- _Document text_

========================================================================

# Nurture Soap



## Carly B (Jan 2, 2020)

Nurture, my favorite fragrance vendor, is having what appears to be an unpublicized sale on certain fragrances, mostly the Lush dupes. 40% off all sizes.  


It's not all the Lush dupes (and there are some non-Lush fragrances on sale as well), but I went into a panic thinking that since it was just some select fragrances, she was going to discontinue them, so I bought way too much.



But don't worry---I left enough for you all.  Go ahead.  You know you want to.......


----------



## lenarenee (Jan 2, 2020)

Thanks.....going to check it out!


----------



## MGM (Jan 2, 2020)

Putting things in my cart....rather blindly, as I don't know any of these fragrances. I'd have to go ALL THE WAY TO THE MALL to visit Lush in person to sniff them...#firstworldproblems....


----------



## Lynnz (Jan 2, 2020)

Oh I need more Infamous so thanks for the heads up


----------



## Carly B (Jan 2, 2020)

@MGM I think I've tried most of her Lush dupes, so feel free to ask.....A lot of the things she has, Lush no longer has in the store, so visiting wouldn't help much.   Just so you don't feel so bad about your FWP.

I don't understand why some fragrances are on sale and some aren't.  Would there be an expiry date?  I don't want to think about that....I just discovered one of my favorite fragrances from MMS isn't there anymore.  It made me sad....


----------



## Saponificarian (Jan 2, 2020)

Thank you! I was looking at the lush fragrances on Nurture soap just a few days ago! So, so happy! My husband won’t thank you though but what does he know 

@Carly B I think they are being discontinued because they have low sales. I am guessing Karma for example has higher sales so she most likely won’t discontinue that.


----------



## Carly B (Jan 2, 2020)

That's what I'm afraid of.  I've found dupes elsewhere for some of them, but my favorite dupe is Paramour, the dupe of Tramp, and I've never seen any other vendor with a Tramp dupe.


----------



## dibbles (Jan 2, 2020)

Thanks for posting this. These are being discontinued  The two I am getting while I still can are Paramour and Delhi Junction. I have also used Flame Tree but probably won't order more since I still have a some. I like it, but it's not a favorite. It discolors, but I found that using the vanilla color stabilizer from Bitter Creek it will discolor to a beautiful golden yellow color. Rainforest smells great, but it riced and separated badly for me. The good news is that it didn't accelerate, so after about 30 minutes (on and off) of stick blending it held together. I really love this scent, but have tried it from both Nurture and Fragrance Buddy with the same result. I really have to be in the mood to soap-wrangle to use this one, and that doesn't happen often. I'm tempted to try Dark Pearl and Vanilla Fusion because even though they are being discontinued, FB also has a dupe of these two if I like them well enough to order again.

========================================================================

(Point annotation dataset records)

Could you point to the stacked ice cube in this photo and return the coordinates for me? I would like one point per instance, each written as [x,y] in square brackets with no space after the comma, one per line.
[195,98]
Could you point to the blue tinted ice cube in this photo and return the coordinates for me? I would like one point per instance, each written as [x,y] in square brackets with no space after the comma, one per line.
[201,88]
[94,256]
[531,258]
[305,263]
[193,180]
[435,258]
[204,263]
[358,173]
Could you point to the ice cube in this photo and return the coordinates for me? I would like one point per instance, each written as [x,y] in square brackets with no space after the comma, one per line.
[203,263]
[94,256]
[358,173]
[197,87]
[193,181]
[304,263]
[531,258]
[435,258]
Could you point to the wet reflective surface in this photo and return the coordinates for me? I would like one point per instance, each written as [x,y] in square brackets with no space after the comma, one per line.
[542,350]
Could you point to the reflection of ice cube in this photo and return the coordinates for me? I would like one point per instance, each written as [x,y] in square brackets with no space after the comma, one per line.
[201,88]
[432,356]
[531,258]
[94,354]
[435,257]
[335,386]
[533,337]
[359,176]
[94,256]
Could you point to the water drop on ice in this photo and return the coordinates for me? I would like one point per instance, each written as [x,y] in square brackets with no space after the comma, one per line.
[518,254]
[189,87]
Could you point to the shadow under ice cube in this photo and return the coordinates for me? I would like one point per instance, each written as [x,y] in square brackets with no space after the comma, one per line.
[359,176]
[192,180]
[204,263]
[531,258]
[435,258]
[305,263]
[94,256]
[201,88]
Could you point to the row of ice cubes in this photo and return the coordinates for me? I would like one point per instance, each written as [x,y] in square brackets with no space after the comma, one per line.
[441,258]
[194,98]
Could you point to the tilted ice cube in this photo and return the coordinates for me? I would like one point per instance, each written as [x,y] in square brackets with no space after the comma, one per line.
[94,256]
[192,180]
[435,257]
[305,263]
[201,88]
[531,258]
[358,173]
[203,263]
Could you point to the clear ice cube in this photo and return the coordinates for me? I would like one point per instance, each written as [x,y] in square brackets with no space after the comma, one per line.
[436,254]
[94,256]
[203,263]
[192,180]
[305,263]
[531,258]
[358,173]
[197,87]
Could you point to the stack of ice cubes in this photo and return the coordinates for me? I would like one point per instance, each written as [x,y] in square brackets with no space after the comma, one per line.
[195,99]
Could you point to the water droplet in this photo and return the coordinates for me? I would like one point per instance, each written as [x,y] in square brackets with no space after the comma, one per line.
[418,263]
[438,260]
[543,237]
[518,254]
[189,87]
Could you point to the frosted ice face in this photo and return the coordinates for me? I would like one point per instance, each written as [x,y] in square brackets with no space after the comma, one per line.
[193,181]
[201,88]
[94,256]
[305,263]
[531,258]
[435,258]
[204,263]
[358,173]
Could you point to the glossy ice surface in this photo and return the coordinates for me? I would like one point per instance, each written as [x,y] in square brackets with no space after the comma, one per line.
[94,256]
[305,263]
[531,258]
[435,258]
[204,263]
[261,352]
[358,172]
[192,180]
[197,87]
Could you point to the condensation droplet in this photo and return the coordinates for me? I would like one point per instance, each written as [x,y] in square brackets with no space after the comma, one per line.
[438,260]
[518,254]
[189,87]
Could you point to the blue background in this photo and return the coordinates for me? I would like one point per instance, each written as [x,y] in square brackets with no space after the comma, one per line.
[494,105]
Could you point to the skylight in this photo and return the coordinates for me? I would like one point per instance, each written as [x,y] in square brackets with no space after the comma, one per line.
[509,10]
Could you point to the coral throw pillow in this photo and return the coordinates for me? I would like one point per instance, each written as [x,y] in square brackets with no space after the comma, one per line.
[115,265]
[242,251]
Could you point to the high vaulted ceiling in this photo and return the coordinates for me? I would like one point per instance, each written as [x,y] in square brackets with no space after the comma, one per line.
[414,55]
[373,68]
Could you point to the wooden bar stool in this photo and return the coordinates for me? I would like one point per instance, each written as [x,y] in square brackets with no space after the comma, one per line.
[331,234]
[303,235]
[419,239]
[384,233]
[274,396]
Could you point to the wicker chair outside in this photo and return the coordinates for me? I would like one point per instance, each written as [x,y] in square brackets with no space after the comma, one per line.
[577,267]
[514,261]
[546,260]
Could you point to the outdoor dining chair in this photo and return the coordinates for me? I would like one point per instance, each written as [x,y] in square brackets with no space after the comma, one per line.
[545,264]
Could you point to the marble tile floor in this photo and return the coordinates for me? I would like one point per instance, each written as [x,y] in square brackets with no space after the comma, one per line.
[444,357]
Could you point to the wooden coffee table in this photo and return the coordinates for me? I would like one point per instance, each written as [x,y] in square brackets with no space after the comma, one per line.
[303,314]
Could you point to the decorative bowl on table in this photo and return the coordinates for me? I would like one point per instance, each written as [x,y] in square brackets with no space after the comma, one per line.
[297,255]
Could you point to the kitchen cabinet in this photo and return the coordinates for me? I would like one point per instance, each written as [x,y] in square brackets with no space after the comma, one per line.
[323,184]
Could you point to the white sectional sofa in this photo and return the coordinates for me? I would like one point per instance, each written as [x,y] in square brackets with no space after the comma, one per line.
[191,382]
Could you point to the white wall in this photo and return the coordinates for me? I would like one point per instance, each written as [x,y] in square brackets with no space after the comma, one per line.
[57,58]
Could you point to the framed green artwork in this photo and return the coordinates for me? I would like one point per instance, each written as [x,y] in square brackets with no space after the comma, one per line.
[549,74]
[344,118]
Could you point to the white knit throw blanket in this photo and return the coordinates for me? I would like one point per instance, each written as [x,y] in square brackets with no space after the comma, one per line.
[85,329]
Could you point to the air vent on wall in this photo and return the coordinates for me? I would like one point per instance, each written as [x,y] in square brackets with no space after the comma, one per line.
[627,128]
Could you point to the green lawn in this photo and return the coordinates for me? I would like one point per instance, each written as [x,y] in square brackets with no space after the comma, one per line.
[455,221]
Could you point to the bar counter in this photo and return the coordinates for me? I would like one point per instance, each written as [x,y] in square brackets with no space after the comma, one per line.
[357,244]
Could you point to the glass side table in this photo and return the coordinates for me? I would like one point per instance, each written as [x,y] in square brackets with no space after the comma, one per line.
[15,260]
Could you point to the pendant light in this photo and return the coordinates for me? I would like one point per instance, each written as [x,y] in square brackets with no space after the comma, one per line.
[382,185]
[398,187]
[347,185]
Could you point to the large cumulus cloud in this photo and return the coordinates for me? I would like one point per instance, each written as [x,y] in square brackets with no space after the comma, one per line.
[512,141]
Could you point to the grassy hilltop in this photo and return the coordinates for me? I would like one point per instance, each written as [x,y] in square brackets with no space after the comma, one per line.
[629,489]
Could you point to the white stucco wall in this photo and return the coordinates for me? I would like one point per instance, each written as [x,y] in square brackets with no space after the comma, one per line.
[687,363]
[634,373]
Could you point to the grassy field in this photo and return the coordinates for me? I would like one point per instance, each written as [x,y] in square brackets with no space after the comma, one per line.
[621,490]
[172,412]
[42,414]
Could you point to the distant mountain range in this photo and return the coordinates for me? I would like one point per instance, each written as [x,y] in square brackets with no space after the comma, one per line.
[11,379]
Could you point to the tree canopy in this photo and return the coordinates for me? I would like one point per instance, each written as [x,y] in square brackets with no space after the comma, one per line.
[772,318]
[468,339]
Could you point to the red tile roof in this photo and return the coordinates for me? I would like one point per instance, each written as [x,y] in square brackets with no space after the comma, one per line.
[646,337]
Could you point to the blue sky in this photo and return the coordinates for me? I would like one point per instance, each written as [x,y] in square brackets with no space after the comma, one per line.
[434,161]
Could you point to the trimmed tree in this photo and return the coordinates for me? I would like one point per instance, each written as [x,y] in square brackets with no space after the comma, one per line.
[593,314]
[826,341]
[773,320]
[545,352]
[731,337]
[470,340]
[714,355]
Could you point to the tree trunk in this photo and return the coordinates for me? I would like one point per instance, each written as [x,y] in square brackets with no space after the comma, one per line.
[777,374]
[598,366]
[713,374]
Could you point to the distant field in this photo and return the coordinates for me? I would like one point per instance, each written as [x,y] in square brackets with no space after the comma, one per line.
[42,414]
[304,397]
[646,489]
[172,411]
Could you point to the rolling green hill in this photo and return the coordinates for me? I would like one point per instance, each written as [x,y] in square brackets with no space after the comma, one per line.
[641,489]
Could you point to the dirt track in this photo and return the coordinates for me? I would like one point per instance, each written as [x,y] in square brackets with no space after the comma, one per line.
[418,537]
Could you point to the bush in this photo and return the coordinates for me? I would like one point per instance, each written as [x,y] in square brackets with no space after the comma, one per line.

========================================================================

- _Goal A_
Could you put the lines of the listing, starting with the line containing "Could you point to the blue sky" and going on through the end of the listing, into a JSON list of strings with one string per line and no blank lines?
- _Goal B_
Can you continue the forum thread about the Nurture Soap fragrance sale from where it stops?

- _Exercise result A_
[
  "Could you point to the blue sky in this photo and return the coordinates for me? I would like one point per instance, each written as [x,y] in square brackets with no space after the comma, one per line.",
  "[434,161]",
  "Could you point to the trimmed tree in this photo and return the coordinates for me? I would like one point per instance, each written as [x,y] in square brackets with no space after the comma, one per line.",
  "[593,314]",
  "[826,341]",
  "[773,320]",
  "[545,352]",
  "[731,337]",
  "[470,340]",
  "[714,355]",
  "Could you point to the tree trunk in this photo and return the coordinates for me? I would like one point per instance, each written as [x,y] in square brackets with no space after the comma, one per line.",
  "[777,374]",
  "[598,366]",
  "[713,374]",
  "Could you point to the distant field in this photo and return the coordinates for me? I would like one point per instance, each written as [x,y] in square brackets with no space after the comma, one per line.",
  "[42,414]",
  "[304,397]",
  "[646,489]",
  "[172,411]",
  "Could you point to the rolling green hill in this photo and return the coordinates for me? I would like one point per instance, each written as [x,y] in square brackets with no space after the comma, one per line.",
  "[641,489]",
  "Could you point to the dirt track in this photo and return the coordinates for me? I would like one point per instance, each written as [x,y] in square brackets with no space after the comma, one per line.",
  "[418,537]",
  "Could you point to the bush in this photo and return the coordinates for me? I would like one point per instance, each written as [x,y] in square brackets with no space after the comma, one per line."
]

- _Exercise result B_
I did so well avoiding ALL of the before and after Christmas sales. I have to cave this time, though, because Paramour.


----------



## math ace (Jan 2, 2020)

I thought I was going to be in trouble with a 40% off sale, but if these are  Fragrances that are being discontinued, I'm safe.....

I don't need to try a new fragrance, Fall in love, and then not be able to purchase more!


----------



## MGM (Jan 2, 2020)

Ok, reason has set in:

1. I don't know what any of these fragrances are, so can't say I really crave any of them.
2. I have to order these to my MIL's house near Chicago and I won't be visiting until next Thanksgiving! *Maybe* she'll bring them up to me when she visits, but you never know.
3. I also have at least 50 bottles of FO that I haven't yet soaped with. Fifty, people!

So yeah, probs I'm gonna skip this one.  That will leave more for the rest of you!!!


----------



## dibbles (Jan 2, 2020)

MGM said:


> Ok, reason has set in:
> I also have at least 50 bottles of FO that I haven't yet soaped with. Fifty, people!


I know. I did it anyway.


----------



## Mobjack Bay (Jan 2, 2020)

Some neon pigments are on 40% off sale as well.  Has anyone used them?


----------



## dibbles (Jan 2, 2020)

Mobjack Bay said:


> Some neon pigments are on 40% off sale as well.  Has anyone used them?


I don't especially like neons, but I know a lot of people love them. When I use them, I just add a pinch to punch up a color. I probably use orange the most. I've also used pink, yellow, green and violet (I'm not sure if it's Nurture's or not - I'd have to look, but I do like it). For the most part, I can get the color I want with just the mica alone, or blending them.


----------



## Mobjack Bay (Jan 2, 2020)

Thanks @dibbles.  I talked myself out of ordering anything.  I like the Paramour well enough, but not enough to get attached to it.


----------



## Sally Scheibner (Jan 2, 2020)

Nurture has All Souls Day that smells like muscadine grapes. Very nice. Oudh wood is a good mans smell as well as for me. But I love patchouli with cedars & firs. They have a great leather for horse lovers.


----------



## Arimara (Jan 3, 2020)

Sadly, I can only say good riddance to one of those scents. I'd love to know what the others smell like but now I will never know.


----------



## shunt2011 (Jan 3, 2020)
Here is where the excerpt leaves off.